DIRECTIONS: Could you repeat every record below exactly as written?

Referring expression grounding data
● ● ● ● ● ● ●
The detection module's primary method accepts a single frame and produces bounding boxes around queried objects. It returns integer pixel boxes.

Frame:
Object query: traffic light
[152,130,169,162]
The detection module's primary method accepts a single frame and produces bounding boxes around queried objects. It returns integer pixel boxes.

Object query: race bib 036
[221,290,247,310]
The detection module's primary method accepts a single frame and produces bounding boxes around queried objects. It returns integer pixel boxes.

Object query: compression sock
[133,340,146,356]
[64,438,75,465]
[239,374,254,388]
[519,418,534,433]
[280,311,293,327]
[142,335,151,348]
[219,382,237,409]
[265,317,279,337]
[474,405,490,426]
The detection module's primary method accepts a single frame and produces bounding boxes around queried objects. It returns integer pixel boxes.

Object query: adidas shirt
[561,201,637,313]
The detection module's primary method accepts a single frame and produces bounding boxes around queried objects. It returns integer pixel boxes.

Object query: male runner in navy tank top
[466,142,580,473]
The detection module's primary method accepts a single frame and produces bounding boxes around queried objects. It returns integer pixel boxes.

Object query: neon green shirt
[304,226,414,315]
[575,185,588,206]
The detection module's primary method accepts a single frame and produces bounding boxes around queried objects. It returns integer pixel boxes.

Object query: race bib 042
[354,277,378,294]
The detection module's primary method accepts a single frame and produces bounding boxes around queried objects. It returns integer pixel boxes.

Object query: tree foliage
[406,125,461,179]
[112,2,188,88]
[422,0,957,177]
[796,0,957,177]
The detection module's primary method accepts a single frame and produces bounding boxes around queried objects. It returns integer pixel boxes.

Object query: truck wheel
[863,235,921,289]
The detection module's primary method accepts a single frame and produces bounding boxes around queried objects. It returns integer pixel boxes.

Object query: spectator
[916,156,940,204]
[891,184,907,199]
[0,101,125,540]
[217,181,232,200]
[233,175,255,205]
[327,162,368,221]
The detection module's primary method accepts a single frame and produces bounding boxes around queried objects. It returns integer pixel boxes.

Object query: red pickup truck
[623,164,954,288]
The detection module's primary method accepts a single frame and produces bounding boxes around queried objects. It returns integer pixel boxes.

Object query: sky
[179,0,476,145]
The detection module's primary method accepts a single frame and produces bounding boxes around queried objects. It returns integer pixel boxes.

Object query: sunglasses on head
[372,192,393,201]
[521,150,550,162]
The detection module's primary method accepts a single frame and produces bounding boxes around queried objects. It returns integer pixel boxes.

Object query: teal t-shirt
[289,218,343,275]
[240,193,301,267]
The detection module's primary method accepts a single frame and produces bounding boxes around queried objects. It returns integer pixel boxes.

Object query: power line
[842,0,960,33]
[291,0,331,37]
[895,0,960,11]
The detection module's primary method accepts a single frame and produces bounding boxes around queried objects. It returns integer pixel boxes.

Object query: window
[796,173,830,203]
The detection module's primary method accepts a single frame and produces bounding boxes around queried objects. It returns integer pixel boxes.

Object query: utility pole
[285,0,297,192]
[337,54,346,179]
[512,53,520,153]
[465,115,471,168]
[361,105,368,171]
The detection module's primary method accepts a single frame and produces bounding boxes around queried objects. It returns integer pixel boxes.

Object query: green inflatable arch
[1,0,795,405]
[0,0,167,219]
● ● ● ● ● ● ●
EXERCISE OUTPUT:
The detection module's primary method accepts a single frame and produces bounding boxes around queried objects. It returns integer pixel boxes.

Frame:
Object query: traffic light
[152,130,169,162]
The detection module's primary method accepts a single frame and produces bounding boxes around queried objects. It returns integer pixel boxes.

Object query: race bib 036
[221,290,247,310]
The detection module's primary method accepts a single frame and produces bounding boxes around queried objects. It returns integer pixel boxes.

Object query: compression sock
[133,340,146,356]
[64,438,75,465]
[239,374,254,388]
[519,418,534,433]
[280,311,293,327]
[142,335,151,348]
[219,382,237,409]
[265,317,279,337]
[474,405,490,426]
The detection module's primary method accepts a single frame and produces bounding boxes around queried objects. It returns integer pixel boxes.

Object query: adidas shirt
[561,201,637,313]
The detection module's primary method accepts a single frame and produces bounding boxes around queried objects. It returns integer pixel boxes.

Object query: male runner in navy tank top
[466,142,580,473]
The detection module's primary method accepts a single frame and produces bounding boxes around queried objects. It returns integer pixel boxes.

Object query: neon green shirt
[304,226,414,315]
[575,185,588,206]
The detection module's primary method accepts a single frame and produces bounding boxes around queried objects. It returns integer pixel boxes.

Object query: race bib 042
[354,277,378,294]
The detection module's primary method accepts a single frame and produces bounding boxes around queried objects. It returns integer pixel boxes.

Object query: tree foliage
[406,125,461,179]
[112,2,188,88]
[422,0,957,177]
[796,0,957,177]
The detection module's primary method accepts a single frame and produces bounding boxes around queried objects. It returns integer pixel boxes.

Object query: truck wheel
[863,235,921,289]
The detection module's primary method accepts a single frame and produces bounding boxes around queried objects. It returns integer pixel boxes.

Object query: spectator
[916,156,940,204]
[891,184,907,199]
[0,101,125,540]
[217,181,232,200]
[233,175,255,205]
[327,162,368,221]
The detection module's primary method accepts a single frame and produces bounding boxes around queried objects. It returns integer pixel boxes.

Object query: red pickup truck
[623,164,954,288]
The detection module's primary method accepts a single frame and produces bounding boxes around queried objects. It returns integer pixel boxes.

Object query: sky
[179,0,476,145]
The detection module's primary method accepts a single frame and produces bounding boxes around queried objects. It returns integer pixel boxes.

Object query: sunglasses on head
[372,192,393,201]
[521,150,550,162]
The detection module's primary method accepts a single frame and produces bounding boxes around queried objects. It returns integer pixel boxes.

Object query: teal t-shirt
[289,218,343,275]
[240,193,301,267]
The detection module's primary method accepts a single frame and produces bounding boxes around queried objects. It returns integer pixel boxes.

Object query: power line
[842,0,960,33]
[291,0,331,37]
[895,0,960,11]
The detection module's primary method accepts a single frame and produces bounding boxes around queried objects. It returns integer pixel boxes.

Object query: window
[796,173,830,203]
The detection module's primary method accepts a single frame and produces bounding boxes around queried objects. It returns integer pixel boxes.

Object query: utility pole
[285,0,297,192]
[337,54,346,179]
[512,53,520,153]
[465,115,471,168]
[361,105,368,171]
The detection module's primary method accepts a single frame and produces bounding boxes around queried objects. It returns integer pixel boxes.

Object query: green inflatable arch
[1,0,795,405]
[0,0,167,219]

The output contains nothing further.